> **Task requirements**: Restate the records in their entirety, word for word.

> **Supplied records**:
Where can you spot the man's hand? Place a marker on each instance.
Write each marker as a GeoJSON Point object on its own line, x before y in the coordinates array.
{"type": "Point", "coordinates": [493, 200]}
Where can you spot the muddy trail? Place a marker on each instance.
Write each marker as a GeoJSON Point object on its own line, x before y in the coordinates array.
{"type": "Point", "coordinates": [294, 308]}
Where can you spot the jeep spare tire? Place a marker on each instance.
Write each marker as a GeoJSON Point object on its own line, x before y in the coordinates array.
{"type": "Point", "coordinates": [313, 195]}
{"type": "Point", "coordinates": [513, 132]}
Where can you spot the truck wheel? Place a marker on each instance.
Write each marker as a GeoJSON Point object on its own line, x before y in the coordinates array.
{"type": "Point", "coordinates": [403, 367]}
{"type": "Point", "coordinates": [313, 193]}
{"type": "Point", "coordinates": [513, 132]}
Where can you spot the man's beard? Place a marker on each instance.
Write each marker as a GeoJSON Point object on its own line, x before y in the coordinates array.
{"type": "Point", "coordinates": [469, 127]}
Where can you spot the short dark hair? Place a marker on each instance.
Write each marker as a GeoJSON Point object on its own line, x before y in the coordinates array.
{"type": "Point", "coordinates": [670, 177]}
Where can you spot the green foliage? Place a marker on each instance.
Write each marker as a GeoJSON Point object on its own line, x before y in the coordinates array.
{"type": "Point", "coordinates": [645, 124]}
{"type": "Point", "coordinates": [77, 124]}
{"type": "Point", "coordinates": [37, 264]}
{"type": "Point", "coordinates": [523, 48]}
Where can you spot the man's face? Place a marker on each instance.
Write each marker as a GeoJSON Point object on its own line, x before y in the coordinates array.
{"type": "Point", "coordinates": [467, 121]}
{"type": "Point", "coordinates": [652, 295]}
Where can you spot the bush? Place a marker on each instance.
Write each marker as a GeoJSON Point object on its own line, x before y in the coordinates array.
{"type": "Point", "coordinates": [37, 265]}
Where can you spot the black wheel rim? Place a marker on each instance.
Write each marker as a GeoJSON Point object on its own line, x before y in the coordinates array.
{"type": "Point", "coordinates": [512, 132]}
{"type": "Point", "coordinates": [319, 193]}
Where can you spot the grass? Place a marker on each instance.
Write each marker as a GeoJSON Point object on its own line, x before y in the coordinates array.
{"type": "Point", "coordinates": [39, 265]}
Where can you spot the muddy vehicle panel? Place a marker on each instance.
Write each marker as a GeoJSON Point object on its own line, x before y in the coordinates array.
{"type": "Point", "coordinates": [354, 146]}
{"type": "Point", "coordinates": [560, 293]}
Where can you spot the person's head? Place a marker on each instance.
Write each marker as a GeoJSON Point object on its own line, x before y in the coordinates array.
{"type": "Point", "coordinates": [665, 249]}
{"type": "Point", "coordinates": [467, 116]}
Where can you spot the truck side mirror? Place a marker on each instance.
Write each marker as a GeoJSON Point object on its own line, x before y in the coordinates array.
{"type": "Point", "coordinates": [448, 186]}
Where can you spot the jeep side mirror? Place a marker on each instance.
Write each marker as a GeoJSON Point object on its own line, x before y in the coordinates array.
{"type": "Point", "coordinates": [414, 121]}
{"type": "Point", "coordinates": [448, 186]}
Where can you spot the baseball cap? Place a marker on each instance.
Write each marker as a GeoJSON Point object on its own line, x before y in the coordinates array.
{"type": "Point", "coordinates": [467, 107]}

> **The completed task**:
Where can you spot the man's hand? Place a marker on each instance.
Write each marker as a GeoJSON Point object on its own line, x before y in the coordinates array.
{"type": "Point", "coordinates": [493, 200]}
Where can you spot the muddy trail? Place a marker on each instance.
Write each marker as a GeoJSON Point object on its own line, x before y in the coordinates array.
{"type": "Point", "coordinates": [294, 308]}
Where can you spot the jeep spare tire? Place a marker on each instance.
Write each marker as a GeoJSON Point object on its own line, x before y in the coordinates array.
{"type": "Point", "coordinates": [313, 195]}
{"type": "Point", "coordinates": [513, 132]}
Where can you spot the truck wheel? Place a marker on each instance.
Write each marker as a GeoJSON Point object on its own line, x before y in the coordinates array.
{"type": "Point", "coordinates": [403, 367]}
{"type": "Point", "coordinates": [313, 193]}
{"type": "Point", "coordinates": [513, 132]}
Where can you spot the man's beard? Place a marker on each instance.
Write each marker as a GeoJSON Point object on its own line, x before y in the coordinates array.
{"type": "Point", "coordinates": [469, 127]}
Where can you spot the short dark hair? Place a marker on each instance.
Write each marker as a GeoJSON Point object on its own line, x before y in the coordinates array.
{"type": "Point", "coordinates": [670, 177]}
Where can you spot the green foliage? Place a marker on each instance.
Write each marker as a GeoJSON Point object on its own line, x before y in the coordinates array.
{"type": "Point", "coordinates": [645, 124]}
{"type": "Point", "coordinates": [77, 124]}
{"type": "Point", "coordinates": [37, 264]}
{"type": "Point", "coordinates": [523, 48]}
Where can you spot the man's face? Place a marker on each instance.
Write each marker as a GeoJSON Point object on its own line, x before y in the coordinates array.
{"type": "Point", "coordinates": [467, 121]}
{"type": "Point", "coordinates": [652, 295]}
Where can you spot the bush? Place a marker on each instance.
Write each marker as a GeoJSON Point object on its own line, x before y in the coordinates array.
{"type": "Point", "coordinates": [37, 265]}
Where can you spot the black wheel rim? Place a marker on each instance.
Write each marker as a GeoJSON Point object on its own line, x before y in the coordinates array.
{"type": "Point", "coordinates": [512, 132]}
{"type": "Point", "coordinates": [319, 193]}
Where can you spot the grass? Place a marker on each instance.
Write each marker as a GeoJSON Point object on its own line, x before y in the coordinates array.
{"type": "Point", "coordinates": [39, 265]}
Where can you spot the muddy vehicle panel? Place a marker on each instance.
Write each marker as a GeoJSON Point object on its own line, x before y in the coordinates array.
{"type": "Point", "coordinates": [354, 146]}
{"type": "Point", "coordinates": [560, 293]}
Where can you spot the person's head? Place a marker on each instance.
Write each marker as a GeoJSON Point object on its own line, x before y in the coordinates array.
{"type": "Point", "coordinates": [665, 249]}
{"type": "Point", "coordinates": [467, 116]}
Where can you spot the truck side mirror? Place a marker on each instance.
Write each marker as a GeoJSON Point object on its own line, x before y in the coordinates array.
{"type": "Point", "coordinates": [448, 186]}
Where can you spot the jeep side mirror? Place a marker on each instance.
Write each marker as a GeoJSON Point object on its own line, x before y in the coordinates array.
{"type": "Point", "coordinates": [414, 121]}
{"type": "Point", "coordinates": [448, 186]}
Where can you spot the baseball cap? Place a marker on each instance.
Write each marker as a GeoJSON Point object on its own line, x before y in the coordinates array.
{"type": "Point", "coordinates": [467, 107]}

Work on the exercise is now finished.